== READING TEXT ==
European leaders vow stricter oversight of markets

BERLIN,  (Reuters) – European leaders agreed yesterday  to push for a global crackdown on tax havens and strict new  regulation of hedge funds as part of a sweeping overhaul of  financial rules designed to prevent future market meltdowns.

German Chancellor Angela Merkel invited fellow European  Union leaders to a one-day summit in Berlin to prepare a common  stance ahead of a broader meeting in London on April 2 of the  G20 — a group of rich nations and major emerging economies  charged with reforming global financial rules.

Angela Merkel
Angela Merkel

They backed a doubling of funds for the International  Monetary Fund, which has spent billions of dollars in recent  months shoring up economies in eastern Europe and elsewhere.

The leaders also agreed to strengthen the supervisory role  of the Financial Stability Forum, a group set up by rich  countries after the Asian financial crisis of the 1990s, and  enlarge it to include emerging economies.

Since a first G20 summit on reforming global finance was  held in Washington in November, recessions in Europe and the  United States have deepened, forcing governments to push through  massive stimulus packages that have raised fears of a return to  protectionist policies seen in the 1930s.

“We’re dealing with an extraordinary international crisis  the likes of which we have not seen for decades, both as regards  financial markets and the global economy,” Merkel told reporters  at the end of the summit.

== WORK REQUEST ==
Reproduce the news article word for word, from "European leaders vow" down to "future market meltdowns.". You do not need the rows.

(Stored data entries)
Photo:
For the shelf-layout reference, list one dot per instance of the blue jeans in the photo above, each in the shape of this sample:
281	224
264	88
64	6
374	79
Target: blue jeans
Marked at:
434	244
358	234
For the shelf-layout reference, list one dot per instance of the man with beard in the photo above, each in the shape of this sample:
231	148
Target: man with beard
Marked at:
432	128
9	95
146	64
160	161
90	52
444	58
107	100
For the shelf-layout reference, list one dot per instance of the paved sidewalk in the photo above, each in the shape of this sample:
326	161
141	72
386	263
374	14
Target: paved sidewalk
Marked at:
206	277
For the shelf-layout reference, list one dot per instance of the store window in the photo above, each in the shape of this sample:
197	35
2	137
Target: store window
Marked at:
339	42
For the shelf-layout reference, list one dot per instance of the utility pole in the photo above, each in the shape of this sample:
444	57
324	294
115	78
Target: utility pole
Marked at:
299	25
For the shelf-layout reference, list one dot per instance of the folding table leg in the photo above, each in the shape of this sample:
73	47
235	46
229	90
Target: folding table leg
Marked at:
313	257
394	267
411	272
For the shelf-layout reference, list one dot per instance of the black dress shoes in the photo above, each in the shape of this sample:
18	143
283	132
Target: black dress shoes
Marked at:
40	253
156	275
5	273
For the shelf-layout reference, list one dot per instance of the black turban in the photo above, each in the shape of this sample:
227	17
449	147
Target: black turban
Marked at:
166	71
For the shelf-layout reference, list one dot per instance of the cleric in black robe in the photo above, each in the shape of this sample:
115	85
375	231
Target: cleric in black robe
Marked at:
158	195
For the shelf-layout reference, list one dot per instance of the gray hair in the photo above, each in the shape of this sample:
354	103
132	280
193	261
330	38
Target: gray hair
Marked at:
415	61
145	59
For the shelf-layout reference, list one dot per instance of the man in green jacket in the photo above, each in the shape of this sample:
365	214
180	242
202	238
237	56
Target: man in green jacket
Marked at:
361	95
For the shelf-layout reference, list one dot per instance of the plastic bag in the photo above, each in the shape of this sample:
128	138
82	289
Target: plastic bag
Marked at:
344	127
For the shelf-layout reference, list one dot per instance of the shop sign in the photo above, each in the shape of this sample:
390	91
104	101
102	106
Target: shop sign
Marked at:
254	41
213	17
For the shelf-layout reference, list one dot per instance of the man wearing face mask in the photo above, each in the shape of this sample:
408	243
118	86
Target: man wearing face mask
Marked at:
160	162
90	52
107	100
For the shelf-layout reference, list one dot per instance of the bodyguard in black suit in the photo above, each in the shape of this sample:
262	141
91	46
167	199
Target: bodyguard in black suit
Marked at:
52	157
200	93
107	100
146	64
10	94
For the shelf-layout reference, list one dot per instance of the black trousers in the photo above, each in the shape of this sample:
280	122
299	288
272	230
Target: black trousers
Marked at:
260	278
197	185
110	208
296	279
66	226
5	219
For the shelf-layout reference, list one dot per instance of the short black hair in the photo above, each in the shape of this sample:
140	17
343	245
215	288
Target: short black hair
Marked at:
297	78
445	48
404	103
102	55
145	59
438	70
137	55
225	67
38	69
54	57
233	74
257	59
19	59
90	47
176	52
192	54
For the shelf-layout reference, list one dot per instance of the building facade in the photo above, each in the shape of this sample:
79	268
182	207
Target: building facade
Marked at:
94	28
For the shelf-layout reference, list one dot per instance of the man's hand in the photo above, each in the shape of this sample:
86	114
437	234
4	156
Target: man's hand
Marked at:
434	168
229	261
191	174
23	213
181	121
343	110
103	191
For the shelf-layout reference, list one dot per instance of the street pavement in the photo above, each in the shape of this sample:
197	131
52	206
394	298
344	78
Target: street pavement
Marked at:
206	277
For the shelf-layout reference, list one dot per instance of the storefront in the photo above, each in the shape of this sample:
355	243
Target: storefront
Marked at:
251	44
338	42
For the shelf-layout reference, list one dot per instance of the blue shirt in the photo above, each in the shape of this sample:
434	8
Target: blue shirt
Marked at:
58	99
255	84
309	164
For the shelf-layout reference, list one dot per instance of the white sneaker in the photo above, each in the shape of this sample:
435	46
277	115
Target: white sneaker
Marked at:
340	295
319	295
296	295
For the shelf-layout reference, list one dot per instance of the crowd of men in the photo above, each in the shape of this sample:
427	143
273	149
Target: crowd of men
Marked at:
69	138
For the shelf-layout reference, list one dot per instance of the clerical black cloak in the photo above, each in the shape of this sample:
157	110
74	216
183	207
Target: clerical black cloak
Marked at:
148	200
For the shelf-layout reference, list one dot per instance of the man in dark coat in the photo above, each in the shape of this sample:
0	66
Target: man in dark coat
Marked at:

== RESULT ==
European leaders vow stricter oversight of markets

BERLIN,  (Reuters) – European leaders agreed yesterday  to push for a global crackdown on tax havens and strict new  regulation of hedge funds as part of a sweeping overhaul of  financial rules designed to prevent future market meltdowns.